> _PAGE TEXT_
□ □ □
The Create Data Tables option lets you create Data Tables without writing any formulas. However, you might notice that these automatically generated Tables don’t always have the most optimal structure.
Let’s look at an example. Here’s a screenshot of a Data Table created from an query to an external service.
This is from a service that allows you to search for people’s contact details:
But look at all that duplication! Surely there’s a better way to display the data There is indeed a better way, you could display it like this.
This view was created by applying the FLATTEN
function which we explain in a later section.
But first, let's understand why this duplication happens in the first place and when you might need to use functions such as FLATTEN
and UNNEST
.
When you create a standard Data Table, Rows automatically adds a special formula behind the scenes. If click the top-left cell, you’ll see the formula that's being used to convert the data into a Table.
The previous screenshot, you can see that the UNNEST
and REMOVEARRAYS
functions are being used in combination with EXPAND
.
Don’t worry if you’ve never heard of these functions before, we’ll get to them in a minute. But first, it's important to understand why they're necessary.
The problem with nested data structures
When you pull data from an external service such as a contact details API, the data is usually provided in the JSON format. This format organizes data into hierarchies which makes it challenging to convert the data into a table. Whichever way you decide to do it, you’ll probably have to make some kind of compromise.
Here’s an example of the raw data before it was converted into the Data Table from the previous screenshot.
How do you turn this into a table? There are a couple of ways to do it. One way is to use the UNNEST
function.
However, the UNNEST
function can sometimes result in some duplicated data which we can see in the previous example.
Why UNNEST can cause duplicate rows
To understand why duplicate rows show up in our example, let’s look at the structure of the raw data has changed. As mentioned earlier, Data Tables use the UNNEST
function to convert JSON data into a tabular format.
The following illustration shows how the data is structured before and after the UNNEST
function is applied.
Before UNNEST was applied
There were data categories that had subcategories such as “phonenumber” which contains the subcategories. “type “ and “number”.
- In total, there are 4 subcategories:
1) phone number type, 2) email type, 3) phone number 4) email address.
After UNNEST was applied
After UNNEST
, all subcategories are removed, and are converted into top-level categories such as phonenumber.number
, phonenumber.type
— these correspond to columns in a table.
□ □ □
Carry on the page about UNNEST and FLATTEN in Data Tables from the point where it stops. The lines that come next are separate material and have no connection to the page about UNNEST and FLATTEN.

> _DATASET EXTRACT_
□ □ □
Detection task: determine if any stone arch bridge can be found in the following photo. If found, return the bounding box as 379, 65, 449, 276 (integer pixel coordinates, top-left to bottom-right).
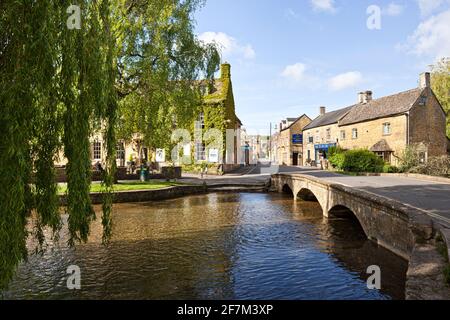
271, 174, 433, 260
□ □ □
> _RESULT FOR THIS TASK_
- There are now 4 columns — one for each of the 4 top-level categories.
- There are now 6 rows — one for each combination of values such as home phone number and primary email.
These combinations are calculated by multiplying the variants for each subcategory together:- For “number type”, there are 3 variants:
1) mobile number, 2) home number 3) work number. - For “email type”, there are 2 variants:
1) primary email, 2) secondary email. - Therefore: 3 number types * 2 email types = 6 combinations/rows for one contact (which is why "Baltesar de Briho" is repeated 6 times).
- For “number type”, there are 3 variants:
So, what can you do about this? You can try to flatten the data by adding more columns instead of rows.
Reducing duplication with FLATTEN
You can solve this problem with a similar function called FLATTEN
. This function tries to add more columns instead of adding more rows.
Here’s an example of what the data from our previous example looks like if we use FLATTEN
instead of UNNEST
.
Look at that! No more duplicate rows for each contact. But our table is now very wide because instead of 6 rows, we have 6 pairs of columns for each of our data variants (12 columns in total).
As you can see, how you handle duplication depends on the structure of your data and whether you prefer wider tables or taller tables.
- If your data contains data categories that have many subcategory variants (such as
"country": “america” { "state": "alabama"; "state": "alaska"
- 48 more variants of
"state"
), you’re probably better off sticking withUNNEST
so that the variants are inserted into rows.
- 48 more variants of
- If your data contains a manageable number of subcategory variants (such as in our previous example), it might be better to put the variants in columns with
FLATTEN
.